** Start of SOURCE **
Brooklyn is another story.  If I had to pick one place in these United States to raise a family (the caveat being that this statement does not apply to all sections of this borough), it would be Brooklyn.  Three of my stories have a Brooklyn setting.  A fourth takes place at a midpoint between Manhattan and Brooklyn—namely, “Waltzing Matilda.”  “The Poet & the President” takes place in Manhattan, albeit involves a fictional Brooklyn resident.  Only my novella, “Something Special,” has no mention of Brooklyn whatsoever.  It starts and ends in Manhattan, though takes place principally in Yosemite National Park.

 

Brooklyn is small town writ large.  It has something of everything—and maybe more of it than anyplace else—including an enormous desire and energy to get off it and move into Manhattan.  It probably also has more aspiring artists (both fine and con) than any other place in the known universe.  Writers here are more plentiful—and cutthroat—than gangsters.

 

But as a place for kids, it just doesn’t get any better.  We all wear our 718 (area code) T-shirts with a kind of “Up yours!” pride—although the underlying sentiment is more of “I’d really rather be up yours than up mine.”
** End of SOURCE **
* **STATED EXERCISE 1**
Show every line of the entries below that contains the word "Where".
The entries have no connection to the passage about Brooklyn.
** Start of SOURCE RECORDS **
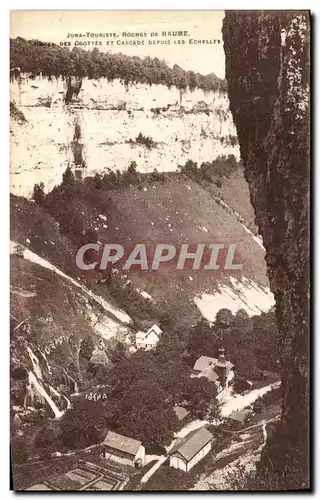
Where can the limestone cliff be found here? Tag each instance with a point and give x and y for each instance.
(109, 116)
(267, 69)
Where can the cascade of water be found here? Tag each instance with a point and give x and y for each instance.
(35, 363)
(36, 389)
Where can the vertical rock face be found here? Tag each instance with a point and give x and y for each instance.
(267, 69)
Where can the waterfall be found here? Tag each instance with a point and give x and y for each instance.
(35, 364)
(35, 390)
** End of SOURCE RECORDS **
** Start of SOURCE RECORDS **
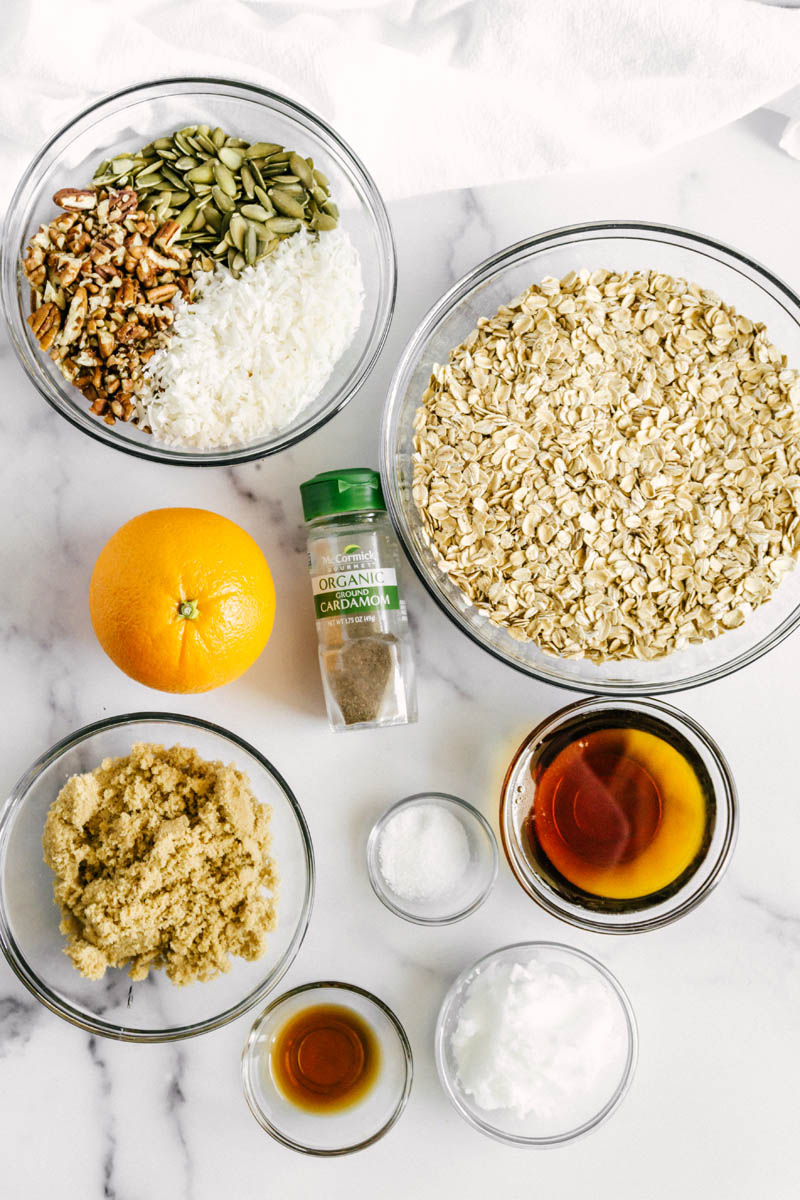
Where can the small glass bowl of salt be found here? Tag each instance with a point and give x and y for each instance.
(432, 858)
** End of SOURCE RECORDS **
** Start of SOURCE RECORDS **
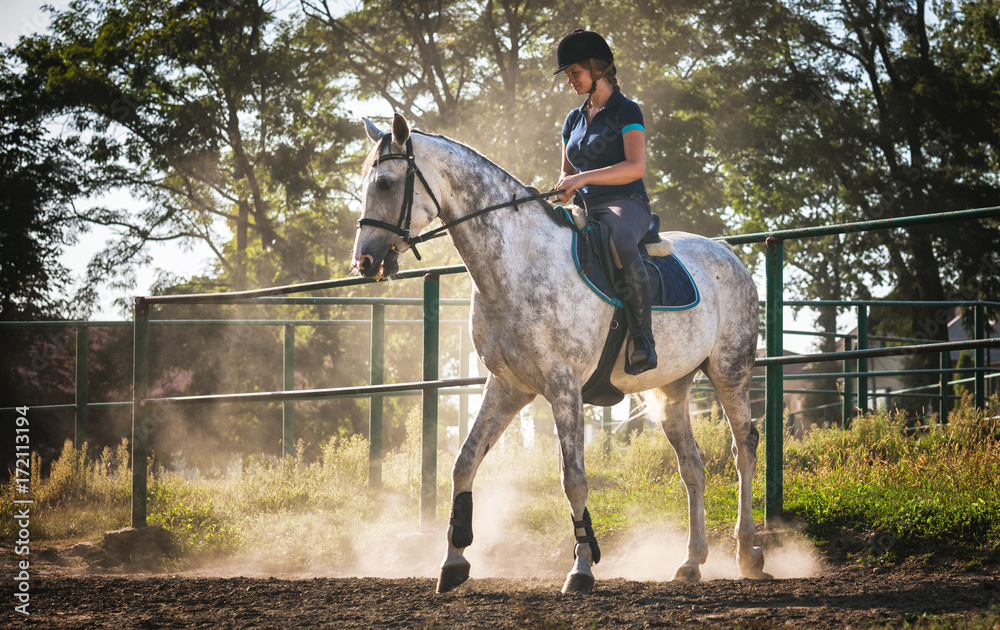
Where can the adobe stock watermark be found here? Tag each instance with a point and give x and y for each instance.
** End of SOURCE RECORDS **
* **STATED EXERCISE 2**
In the passage about Brooklyn, which of the author's works makes no mention of Brooklyn at all?

* **CORRECT ANSWER 1**
Where can the limestone cliff be found here? Tag each instance with a point and give x and y for each instance.
Where can the cascade of water be found here? Tag each instance with a point and give x and y for each instance.
Where can the vertical rock face be found here? Tag each instance with a point and give x and y for each instance.
Where can the waterfall be found here? Tag each instance with a point and give x and y for each instance.
Where can the small glass bowl of salt be found here? Tag each instance with a point and give x and y for each instance.
Where can the adobe stock watermark be found here? Tag each instance with a point and give x and y for each instance.

* **CORRECT ANSWER 2**
The novella "Something Special" makes no mention of Brooklyn.